Would you transcribe each of the entries exactly, with nothing added or dropped?

Start of Data supplied

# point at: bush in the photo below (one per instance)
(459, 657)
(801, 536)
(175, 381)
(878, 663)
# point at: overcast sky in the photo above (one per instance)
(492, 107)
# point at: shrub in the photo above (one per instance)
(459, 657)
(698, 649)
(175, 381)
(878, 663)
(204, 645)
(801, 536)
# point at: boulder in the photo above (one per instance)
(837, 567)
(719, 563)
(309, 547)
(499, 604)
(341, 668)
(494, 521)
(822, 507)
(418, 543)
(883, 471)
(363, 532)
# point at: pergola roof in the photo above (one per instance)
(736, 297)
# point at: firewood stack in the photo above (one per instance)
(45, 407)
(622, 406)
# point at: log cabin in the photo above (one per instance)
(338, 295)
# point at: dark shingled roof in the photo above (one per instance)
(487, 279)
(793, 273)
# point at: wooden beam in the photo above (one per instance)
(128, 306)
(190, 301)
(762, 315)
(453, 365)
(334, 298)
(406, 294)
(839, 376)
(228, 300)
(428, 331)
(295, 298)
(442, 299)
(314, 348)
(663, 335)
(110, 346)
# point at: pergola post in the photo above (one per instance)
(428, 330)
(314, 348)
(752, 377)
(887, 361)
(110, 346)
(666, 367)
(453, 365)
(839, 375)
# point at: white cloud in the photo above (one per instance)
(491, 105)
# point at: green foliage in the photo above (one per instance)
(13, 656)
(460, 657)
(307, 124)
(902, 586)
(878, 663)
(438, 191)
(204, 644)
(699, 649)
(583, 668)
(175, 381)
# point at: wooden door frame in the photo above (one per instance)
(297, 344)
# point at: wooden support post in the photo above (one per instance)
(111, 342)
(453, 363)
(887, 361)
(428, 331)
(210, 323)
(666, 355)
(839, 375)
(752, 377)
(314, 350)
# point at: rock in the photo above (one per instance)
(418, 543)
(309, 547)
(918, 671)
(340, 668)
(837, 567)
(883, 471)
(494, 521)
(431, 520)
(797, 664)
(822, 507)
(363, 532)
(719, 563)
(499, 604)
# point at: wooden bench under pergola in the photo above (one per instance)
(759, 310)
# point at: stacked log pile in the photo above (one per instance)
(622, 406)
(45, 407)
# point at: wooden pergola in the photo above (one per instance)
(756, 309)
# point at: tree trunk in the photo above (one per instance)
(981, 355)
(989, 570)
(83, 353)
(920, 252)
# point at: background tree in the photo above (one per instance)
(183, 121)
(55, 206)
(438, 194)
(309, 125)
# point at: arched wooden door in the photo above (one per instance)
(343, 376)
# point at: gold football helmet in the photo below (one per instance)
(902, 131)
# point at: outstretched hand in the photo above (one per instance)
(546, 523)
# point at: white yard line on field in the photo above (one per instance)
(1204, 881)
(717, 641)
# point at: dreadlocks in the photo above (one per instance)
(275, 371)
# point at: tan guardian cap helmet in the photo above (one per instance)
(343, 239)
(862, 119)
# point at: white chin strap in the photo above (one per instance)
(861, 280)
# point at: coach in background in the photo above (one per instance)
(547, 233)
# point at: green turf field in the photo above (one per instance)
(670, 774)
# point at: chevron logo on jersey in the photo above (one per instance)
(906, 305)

End of Data supplied

▶ Response:
# point at: bush in the photo below (one per instance)
(459, 657)
(801, 536)
(175, 381)
(878, 663)
# point at: overcast sky in the photo above (one per instance)
(492, 107)
# point at: shrub in the photo above (one per instance)
(459, 657)
(698, 649)
(175, 381)
(878, 663)
(204, 645)
(801, 536)
# point at: boulder in the photo above (one per instance)
(837, 567)
(719, 563)
(309, 547)
(499, 604)
(341, 668)
(494, 521)
(822, 507)
(418, 543)
(883, 471)
(363, 532)
# point at: pergola roof in the photo above (one per instance)
(736, 297)
# point at: firewood stack in the photo above (one per instance)
(45, 407)
(622, 406)
# point at: log cabin in the photo above (one per instance)
(338, 295)
# point at: dark shingled roof in the photo above (one per instance)
(487, 279)
(793, 273)
# point at: wooden beam in the photo above (one per instance)
(128, 306)
(190, 301)
(762, 315)
(453, 365)
(334, 298)
(406, 294)
(839, 376)
(228, 300)
(428, 331)
(295, 298)
(442, 299)
(314, 348)
(663, 335)
(110, 346)
# point at: pergola post in the photo above (one per instance)
(428, 330)
(314, 348)
(752, 377)
(887, 361)
(110, 346)
(666, 367)
(453, 365)
(839, 375)
# point at: white cloud in the photo above (one per instance)
(491, 105)
# point at: green foliage in the photo above (one per instance)
(13, 656)
(460, 657)
(307, 124)
(902, 586)
(878, 663)
(438, 191)
(204, 644)
(699, 649)
(583, 668)
(175, 381)
# point at: wooden door frame in the photo above (one per instance)
(297, 344)
# point at: wooden support post in the photo above (one per instance)
(111, 342)
(453, 363)
(887, 361)
(428, 331)
(210, 323)
(666, 355)
(839, 375)
(752, 377)
(314, 350)
# point at: rock in the photo above (one per instance)
(418, 543)
(309, 547)
(918, 671)
(340, 668)
(837, 567)
(883, 471)
(494, 521)
(431, 520)
(797, 664)
(822, 507)
(363, 532)
(719, 563)
(499, 604)
# point at: wooden bench under pergola in the photo above (one per instance)
(759, 310)
# point at: stacked log pile in the photo above (one per instance)
(622, 406)
(45, 407)
# point at: wooden pergola in the photo above (one per instance)
(756, 309)
# point at: tree trunk in the photo above (one per instance)
(981, 355)
(989, 570)
(83, 353)
(920, 252)
# point at: background tree in the photo above (one per instance)
(183, 121)
(55, 206)
(438, 194)
(309, 125)
# point at: arched wooden door in the photo above (one per instance)
(343, 376)
# point at: gold football helmet in the photo below (one per instance)
(902, 131)
# point at: outstretched hand in the photo above (one per instance)
(546, 523)
# point at: white yard line on field in the photo above (one per instance)
(1204, 881)
(717, 641)
# point at: dreadlocks in the photo above (one per instance)
(275, 371)
# point at: tan guardian cap helmet in the photo above (one per instance)
(343, 239)
(862, 119)
# point at: white chin strap in the photo above (one per instance)
(861, 280)
# point at: coach in background in the photo above (one per instance)
(547, 233)
# point at: green turf field in the photo above (one per instance)
(670, 774)
# point at: chevron logo on jersey in the photo above (one per instance)
(906, 305)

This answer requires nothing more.